- PROBLEMAS A RESOLVER
A. Reproduza sem alterações o trecho do texto sobre o iate Gomizianes que começa em "Legenda: Um iate" e termina em "António Martins Quaresma.".
B. Dê seguimento ao texto sobre o iate Gomizianes, começando logo depois da última frase apresentada.

O iate Gomizianes da Graça Odemira

 
Legenda: Um iate em Vila Nova de Milfontes. Presume-se que é o Gomizianes ou o Estrela de Odemira. Cedência da fotografia cortesia de António Martins Quaresma.

 

Após a entrada de Portugal na Primeira Grande Guerra em Março de 1916, a frota mercante nacional tornou-se uma presa legal para o inimigo. De grandes cargueiros a vapor até pequenas embarcações de pesca, cerca de uma centena de navios arvorando o pavilhão português perderam-se devido à acção dos submarinos imperiais alemães.

A 13 de Setembro de 1917, à vista do cabo de Sines, o submarino imperial alemão UB50, comandado pelo Kapitanleutant Franz Becker ataca e afunda dois veleiros portugueses. São eles os iates Gomizianes da Graça Odemira e Correio de Sines, ambos registados no porto de Lisboa.

- MATERIAL FORNECIDO
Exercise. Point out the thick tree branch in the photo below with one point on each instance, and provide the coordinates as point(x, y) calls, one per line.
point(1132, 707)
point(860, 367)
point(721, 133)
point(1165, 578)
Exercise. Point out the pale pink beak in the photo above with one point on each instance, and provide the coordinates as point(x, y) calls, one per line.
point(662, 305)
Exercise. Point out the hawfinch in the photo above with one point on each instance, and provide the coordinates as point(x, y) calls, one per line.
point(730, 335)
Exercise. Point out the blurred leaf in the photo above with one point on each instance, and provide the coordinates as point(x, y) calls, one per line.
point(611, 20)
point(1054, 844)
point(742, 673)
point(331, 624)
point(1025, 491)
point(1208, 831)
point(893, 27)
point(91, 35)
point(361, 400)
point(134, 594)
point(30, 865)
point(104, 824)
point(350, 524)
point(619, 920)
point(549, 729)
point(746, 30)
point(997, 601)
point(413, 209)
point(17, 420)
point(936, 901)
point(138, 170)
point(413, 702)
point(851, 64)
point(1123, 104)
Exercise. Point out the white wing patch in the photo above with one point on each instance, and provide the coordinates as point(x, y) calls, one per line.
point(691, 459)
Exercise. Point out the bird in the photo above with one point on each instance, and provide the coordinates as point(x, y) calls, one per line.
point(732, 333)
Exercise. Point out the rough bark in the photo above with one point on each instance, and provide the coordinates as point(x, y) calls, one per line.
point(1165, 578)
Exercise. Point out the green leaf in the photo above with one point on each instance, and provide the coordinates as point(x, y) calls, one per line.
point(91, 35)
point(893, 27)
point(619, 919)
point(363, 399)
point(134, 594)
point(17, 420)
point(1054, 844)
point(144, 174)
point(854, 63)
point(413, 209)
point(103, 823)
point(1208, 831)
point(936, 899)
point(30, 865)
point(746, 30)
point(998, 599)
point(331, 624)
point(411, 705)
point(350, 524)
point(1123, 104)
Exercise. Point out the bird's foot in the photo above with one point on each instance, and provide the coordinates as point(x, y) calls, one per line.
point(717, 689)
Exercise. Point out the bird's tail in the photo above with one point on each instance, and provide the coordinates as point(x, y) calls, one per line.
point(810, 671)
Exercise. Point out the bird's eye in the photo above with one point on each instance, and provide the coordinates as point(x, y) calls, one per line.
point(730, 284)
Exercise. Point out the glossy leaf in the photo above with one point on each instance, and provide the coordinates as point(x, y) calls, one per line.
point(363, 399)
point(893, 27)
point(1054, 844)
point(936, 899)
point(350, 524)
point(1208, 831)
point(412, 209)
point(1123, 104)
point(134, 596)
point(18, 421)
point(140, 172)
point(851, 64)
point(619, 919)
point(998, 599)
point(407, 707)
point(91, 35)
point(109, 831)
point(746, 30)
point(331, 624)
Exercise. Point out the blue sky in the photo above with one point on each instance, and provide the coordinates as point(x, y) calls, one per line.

- RESPOSTAS ÀS TAREFAS
A.
Legenda: Um iate em Vila Nova de Milfontes. Presume-se que é o Gomizianes ou o Estrela de Odemira. Cedência da fotografia cortesia de António Martins Quaresma.

B.
Carregado em Odemira com 660 sacos de trigo, 250 sacos de milho e algumas toneladas de pranchas de cortiça, o iate Gomizianes da Graça Odemira desceu o rio Mira até ao porto de Vila Nova de Milfontes, de onde zarpou para Lisboa no dia 13 de Setembro. Navegava junto à costa, tentando dissimular-se, mas tal não bastou para que não fosse detido com uma salva de aviso que lhe passou entre os mastros.

Avistado pelo submarino imperial alemão UB50, o iate deteve a sua navegação e a tripulação foi intimada a abandoná-lo num pequeno bote. Vendo o seu iate prestes a ser afundado, o mestre José Brissos desespera e tenta lançar-se ao mar para se perder juntamente com o seu «ganha-pão». Não tinha qualquer tipo de seguro, nem da embarcação, nem da carga, e a perspectiva de tudo perder levou-o a implorar que o deixassem afundar-se com o Gomizianes. O comandante do UB50, que os marinheiros portugueses descreveram como “um tipo gordo e rosado”, ordena a José Brissos que suba a bordo do submarino, onde o informou que seria indemnizado dos prejuízos e que para isso lhe daria um documento, documento este que não foi mais do que o seu nome e a identificação do submarino, rabiscados numa folha arrancada a um livro.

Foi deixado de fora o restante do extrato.